■ **Extract to read**
>> begin

Note 3: Do not let litigation holds stop you in continuing with deletion practices – sounds like bad advice. But, I submit there is a simple and effective work around that legal will agree to in an effort to keep costs under control.
- Virtualize your storage infrastructure: including secondary storage. This is another form of consolidation and we had great success in driving cost out with server and storage consolidation in the late 1990′s. Why consolidation? Think ‘thin provisioning’. Stop allocating storage to applications and living with 35% to 40% utilization (industry sources). Even better storage virtualization controllers provide automated migration capabilities so you can now automate tiering. Here are the value proposition metrics:
– Fix capacity utilization with thin provisioning – 30% to 50% capacity utilization efficiency improvement that provides a short term gain (<1 yr ROI)
– The claim is that automated tiering will reduce storage costs 90%. (Source: IDC 2009)
– I add that reduced storage cost translates to huge reductions in opex. See my post on the Cost of Managing Storage)
- Change Backup: With tiering, we can segregate active, inactive, reference, and expired information and data. Stop backing up everything, but active data. (Why, Because you already backed it up or have it in your preservation store. Get intelligent about your data protection schemes.) Active information and data occupy only 20-25% of your capacity. You just saved 75% of your backup costs and backup operations represent 35% to 55% of the IT budget. Go figure! Reducing backup operations costs is a huge win. And, there are even more ways to save $$ in your data protection methods. Among them is capacity optimization but before we go there chew on these metrics about backup efficiency:
– Oh, by the way. The Capex to do this is $0.

>> end

■ **Data supplied**
>> begin

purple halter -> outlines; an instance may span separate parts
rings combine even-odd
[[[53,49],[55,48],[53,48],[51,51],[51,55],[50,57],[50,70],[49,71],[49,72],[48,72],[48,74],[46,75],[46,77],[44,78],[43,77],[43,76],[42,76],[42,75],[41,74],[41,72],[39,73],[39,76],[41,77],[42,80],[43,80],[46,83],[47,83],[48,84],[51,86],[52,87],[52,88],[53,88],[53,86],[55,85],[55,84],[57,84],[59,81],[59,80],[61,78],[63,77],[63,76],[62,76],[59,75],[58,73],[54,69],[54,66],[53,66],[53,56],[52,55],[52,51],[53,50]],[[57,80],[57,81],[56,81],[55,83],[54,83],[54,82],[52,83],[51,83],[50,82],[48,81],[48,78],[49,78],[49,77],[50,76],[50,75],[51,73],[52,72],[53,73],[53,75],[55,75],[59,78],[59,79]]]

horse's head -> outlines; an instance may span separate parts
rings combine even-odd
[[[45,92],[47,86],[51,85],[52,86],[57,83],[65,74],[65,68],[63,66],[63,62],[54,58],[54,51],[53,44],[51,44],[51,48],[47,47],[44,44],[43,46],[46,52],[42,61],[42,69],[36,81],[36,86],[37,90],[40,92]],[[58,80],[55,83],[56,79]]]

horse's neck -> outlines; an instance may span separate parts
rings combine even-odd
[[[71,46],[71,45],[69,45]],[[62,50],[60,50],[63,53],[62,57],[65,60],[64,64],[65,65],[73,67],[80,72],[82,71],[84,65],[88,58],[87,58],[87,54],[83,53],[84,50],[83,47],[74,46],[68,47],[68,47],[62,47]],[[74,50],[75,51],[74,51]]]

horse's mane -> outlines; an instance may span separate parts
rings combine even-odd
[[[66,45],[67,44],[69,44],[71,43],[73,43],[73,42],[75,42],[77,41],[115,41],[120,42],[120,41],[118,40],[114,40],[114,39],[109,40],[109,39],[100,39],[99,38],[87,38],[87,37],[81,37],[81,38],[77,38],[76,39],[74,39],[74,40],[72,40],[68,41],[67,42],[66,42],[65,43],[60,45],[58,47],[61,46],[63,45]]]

>> end

■ **What you have to do**
In the text on cutting storage costs above, what share of capacity does active information and data occupy?

■ **Answer in full**
Active information and data occupy only 20-25% of capacity.